#### DATA SUPPLIED

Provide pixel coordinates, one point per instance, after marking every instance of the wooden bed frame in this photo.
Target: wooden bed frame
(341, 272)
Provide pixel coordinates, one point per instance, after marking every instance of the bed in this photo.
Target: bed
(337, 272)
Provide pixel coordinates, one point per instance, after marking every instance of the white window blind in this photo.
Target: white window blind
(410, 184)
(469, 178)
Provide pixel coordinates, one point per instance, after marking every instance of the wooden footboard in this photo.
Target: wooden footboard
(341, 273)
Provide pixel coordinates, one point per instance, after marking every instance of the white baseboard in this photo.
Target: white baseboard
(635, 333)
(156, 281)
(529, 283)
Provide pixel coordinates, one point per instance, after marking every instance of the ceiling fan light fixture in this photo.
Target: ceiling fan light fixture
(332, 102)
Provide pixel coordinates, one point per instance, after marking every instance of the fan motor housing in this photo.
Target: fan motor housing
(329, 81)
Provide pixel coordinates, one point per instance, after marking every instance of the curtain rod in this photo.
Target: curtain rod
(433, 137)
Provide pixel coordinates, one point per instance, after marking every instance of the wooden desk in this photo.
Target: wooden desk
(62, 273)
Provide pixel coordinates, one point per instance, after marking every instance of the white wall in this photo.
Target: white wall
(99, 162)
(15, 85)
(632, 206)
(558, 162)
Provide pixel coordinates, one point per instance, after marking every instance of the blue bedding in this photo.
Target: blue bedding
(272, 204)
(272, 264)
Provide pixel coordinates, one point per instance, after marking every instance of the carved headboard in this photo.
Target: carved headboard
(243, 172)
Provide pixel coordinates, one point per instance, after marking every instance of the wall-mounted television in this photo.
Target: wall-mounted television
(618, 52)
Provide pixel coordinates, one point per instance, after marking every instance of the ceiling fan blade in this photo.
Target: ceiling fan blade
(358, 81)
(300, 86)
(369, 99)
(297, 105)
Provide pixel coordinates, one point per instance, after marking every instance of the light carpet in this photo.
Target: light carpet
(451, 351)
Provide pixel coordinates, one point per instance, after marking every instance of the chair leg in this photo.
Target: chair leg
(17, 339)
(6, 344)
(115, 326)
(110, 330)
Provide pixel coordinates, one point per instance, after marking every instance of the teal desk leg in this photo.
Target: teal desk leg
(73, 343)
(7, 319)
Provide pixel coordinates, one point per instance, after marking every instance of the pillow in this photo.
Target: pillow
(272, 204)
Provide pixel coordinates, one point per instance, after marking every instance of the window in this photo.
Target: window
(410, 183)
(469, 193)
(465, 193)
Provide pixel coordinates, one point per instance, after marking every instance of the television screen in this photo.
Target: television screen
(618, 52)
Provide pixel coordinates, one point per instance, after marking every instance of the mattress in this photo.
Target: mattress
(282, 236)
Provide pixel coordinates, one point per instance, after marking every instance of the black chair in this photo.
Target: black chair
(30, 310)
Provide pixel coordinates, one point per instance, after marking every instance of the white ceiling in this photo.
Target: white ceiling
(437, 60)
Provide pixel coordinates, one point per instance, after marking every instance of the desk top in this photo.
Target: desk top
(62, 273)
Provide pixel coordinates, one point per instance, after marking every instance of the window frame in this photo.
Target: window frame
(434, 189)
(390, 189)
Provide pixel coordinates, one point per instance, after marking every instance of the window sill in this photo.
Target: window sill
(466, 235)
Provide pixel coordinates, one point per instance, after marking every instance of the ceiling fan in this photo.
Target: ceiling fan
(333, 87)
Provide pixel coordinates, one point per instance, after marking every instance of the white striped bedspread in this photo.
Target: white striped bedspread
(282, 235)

########

- [WHAT THE TASK REQUIRES]
Make an exact transcription of all the records.

- [EXERCISE OUTPUT]
Provide pixel coordinates, one point per instance, after marking every instance of the wooden bed frame in this photo.
Target: wooden bed frame
(341, 272)
Provide pixel coordinates, one point per instance, after marking every instance of the bed in this photo.
Target: bed
(337, 272)
Provide pixel coordinates, one point per instance, after marking every instance of the white window blind in this photo.
Target: white window blind
(410, 184)
(469, 178)
Provide pixel coordinates, one point per instance, after marking every instance of the wooden footboard in this photo.
Target: wooden footboard
(341, 273)
Provide pixel coordinates, one point per instance, after marking every instance of the white baseboard in this photo.
Target: white baseboard
(635, 333)
(156, 281)
(529, 283)
Provide pixel coordinates, one point per instance, after marking every instance of the ceiling fan light fixture in this photo.
Target: ceiling fan light fixture
(332, 102)
Provide pixel coordinates, one point per instance, after marking every instance of the fan motor housing in this photo.
Target: fan motor housing
(329, 81)
Provide pixel coordinates, one point per instance, after marking every instance of the curtain rod in this photo.
Target: curtain rod
(433, 137)
Provide pixel coordinates, one point per instance, after marking every instance of the wooden desk in this photo.
Target: wooden desk
(62, 273)
Provide pixel coordinates, one point per instance, after marking every instance of the white wall in this photo.
Target: white wall
(99, 162)
(15, 85)
(632, 206)
(558, 162)
Provide pixel coordinates, one point per instance, after marking every instance of the blue bedding in this photo.
Target: blue bedding
(272, 204)
(272, 264)
Provide pixel coordinates, one point per instance, after marking every instance of the carved headboard in this photo.
Target: carved headboard
(243, 172)
Provide pixel coordinates, one point per instance, after marking every instance of the wall-mounted television in this photo.
Target: wall-mounted television
(618, 52)
Provide pixel coordinates, one point per instance, after marking every instance of the ceiling fan blade in this photo.
Target: ceiling fan blade
(358, 81)
(300, 86)
(369, 99)
(297, 105)
Provide pixel coordinates, one point per instance, after marking every instance of the light carpet in this photo.
Target: light carpet
(451, 351)
Provide pixel coordinates, one point per instance, after marking every instance of the chair leg in this photo.
Target: chair leg
(17, 339)
(6, 344)
(115, 326)
(110, 330)
Provide pixel coordinates, one point per instance, after marking every instance of the teal desk leg in this photo.
Target: teal desk leg
(73, 343)
(7, 319)
Provide pixel coordinates, one point per instance, after marking every instance of the pillow in this photo.
Target: pillow
(272, 204)
Provide pixel coordinates, one point per instance, after marking every instance of the window in this photo.
Target: window
(410, 183)
(469, 193)
(465, 193)
Provide pixel coordinates, one point per instance, after marking every instance of the television screen in this photo.
Target: television screen
(618, 52)
Provide pixel coordinates, one point per instance, after marking every instance of the mattress in this photo.
Target: mattress
(282, 236)
Provide pixel coordinates, one point per instance, after marking every instance of the black chair in this photo.
Target: black chair
(30, 310)
Provide pixel coordinates, one point per instance, after marking every instance of the white ceiling in this photo.
Target: white ceiling
(437, 60)
Provide pixel coordinates, one point per instance, after marking every instance of the desk top in this photo.
Target: desk top
(62, 273)
Provide pixel coordinates, one point per instance, after marking every instance of the window frame in this photo.
Target: window frame
(434, 189)
(390, 189)
Provide pixel coordinates, one point per instance, after marking every instance of the window sill in this photo.
Target: window sill
(466, 235)
Provide pixel coordinates, one point per instance, after marking every instance of the ceiling fan in this photo.
Target: ceiling fan
(333, 87)
Provide pixel coordinates, one point per instance, after marking every instance of the white striped bedspread in this photo.
Target: white striped bedspread
(282, 235)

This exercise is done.